→ **THE TASKS**:
A – Answer these questions from the mailing list message about audiobooks, one answer per line:
(i) In what format is the writer's library district currently looking into purchasing audiobooks?
(ii) Why is the district not currently purchasing from Overdrive?
(iii) Where are two of the district's libraries located?
B – For each statement, say whether the mailing list message about audiobooks supports it, and quote the words from the message that decide it.
(i) The library interfiles its audiobooks with other media.
(ii) The library buys abridged audiobooks on CD.
(iii) The audiobook CDs have security strips.
C – Continue the mailing list message about audiobooks from the point where it stops.

→ **SUPPLIED PASSAGE**:
Re: [Videolib] Audio Books and Academic Libraries

From: Danielle Phillips <danilphillips@gmail.com>
Date: Wed Jul 01 2009 - 15:35:31 PDT

I am the media buyer for a large county library district, so I'm speaking
from the perspective of a public collection development librarian. We
purchase unabridged audiobooks on regular CD and have been doing so for some
time. They can be a hassle considering how many discs are included,
cataloging costs, replacement discs, etc. Some of these things come with 20
discs! On top of firm ordering these, we are enrolled in a standing order
leasing plan for very popular titles, so I'd say we get quite a few each
month.

We're currently looking into purchasing audiobooks on MP3 CD format. We're
just not sure how many people would have the appropriate technology to play
them (this may not be a problem in an academic library since I have to
imagine most college students would be able to find something to play an MP3
cd on), not to mention the fact that not all titles are available in this
format.

  We were purchasing from Overdrive (digital audiobooks) which you may want
to check in to, but they are very pricey. We maintain Overdrive (MP3 and
WMA audiobooks, as well as e-books) on top of purchasing the audiobook
CD's. However, due to cost, we are not currently purchasing from
Overdrive. Many of the public libraries in my system (not mine) belong to a
digital consortium. They all contribute and all of their customers have
access. Would there be something like that available?

Our audiobooks are shelved in their own section, not interfiled with any
other media or books. The CD's are kept in the boxes but all have security
strips. I think audiobooks are valuable to a media collection, especially
when you're dealing with The Classics. We have two libraries on high school
campuses and our Classic audiobooks are very popular at those branches. Just
my two cents.

On Wed, Jul 1, 2009 at 2:44 PM, Jana Atkins <JAtkins3@uco.edu> wrote:

> We also have a few, nothing collected in a deliberate manner recently.

→ **SUPPLIED MATERIAL**:
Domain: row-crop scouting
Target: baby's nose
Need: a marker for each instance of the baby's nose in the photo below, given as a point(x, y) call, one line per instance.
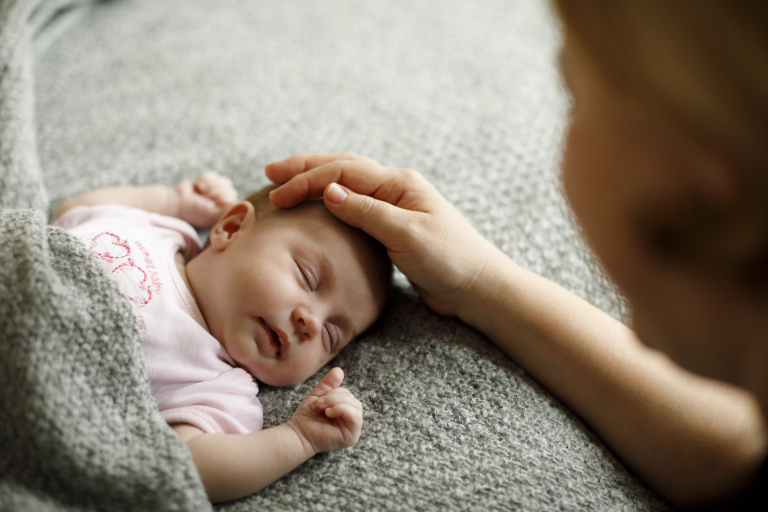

→ **TASK ANSWERS**:
A –
(i) MP3 CD format
(ii) Because of cost
(iii) On high school campuses

B –
(i) No: "Our audiobooks are shelved in their own section, not interfiled with any other media or books."
(ii) No: "We purchase unabridged audiobooks on regular CD"
(iii) Yes: "The CD's are kept in the boxes but all have security strips."

C –
> Most of ours are of the classics genre, non-fiction, and some language
> learning, although we’ve had a few others sneak through.
>
>
>
> You can make an excellent justification for buying them by checking with
> the English department on their reading lists, and using ADA as a
> justification. Sure, computers have lots of assistive technologies to help
> readers with low vision, but would you rather hear a computerized voice read
> Oliver Twist, or would you rather hear it from Flo Gibson, with all the
> vocal inflection and tonal quality the book deserves (assuming she treats it
> that well)? I’m thinking even the worst monotone is better than any
> computer. And the schools have not been teaching Braille as widely in
> recent years as in the past due to the availability of audio books and
> assistive technology.
>
>
>
> Jana Atkins, B.M., M.L.S.
>
> Performing Arts/Multimedia Librarian
>
> University of Central Oklahoma
>
> Max Chambers Library
>
> 100 N. University
>
> Edmond, OK 73034
>
> 405-974-2949
>
>
>
> *From:* videolib-bounces@lists.berkeley.edu [mailto:
> videolib-bounces@lists.berkeley.edu] *On Behalf Of *Seay, Jared Alexander
> *Sent:* Wednesday, July 01, 2009 3:05 PM
> *To:* videolib@lists.berkeley.edu
> *Subject:* [Videolib] Audio Books and Academic Libraries
>
>
>
> Hey, though not exactly video related, I have a question about audio books
> (sort of video with sound only…sort of). Anyway, naturally, being the
> “media librarian” person I have been tasked with bringing (or not) our
> library into the audio book age. We currently do not collect audio books.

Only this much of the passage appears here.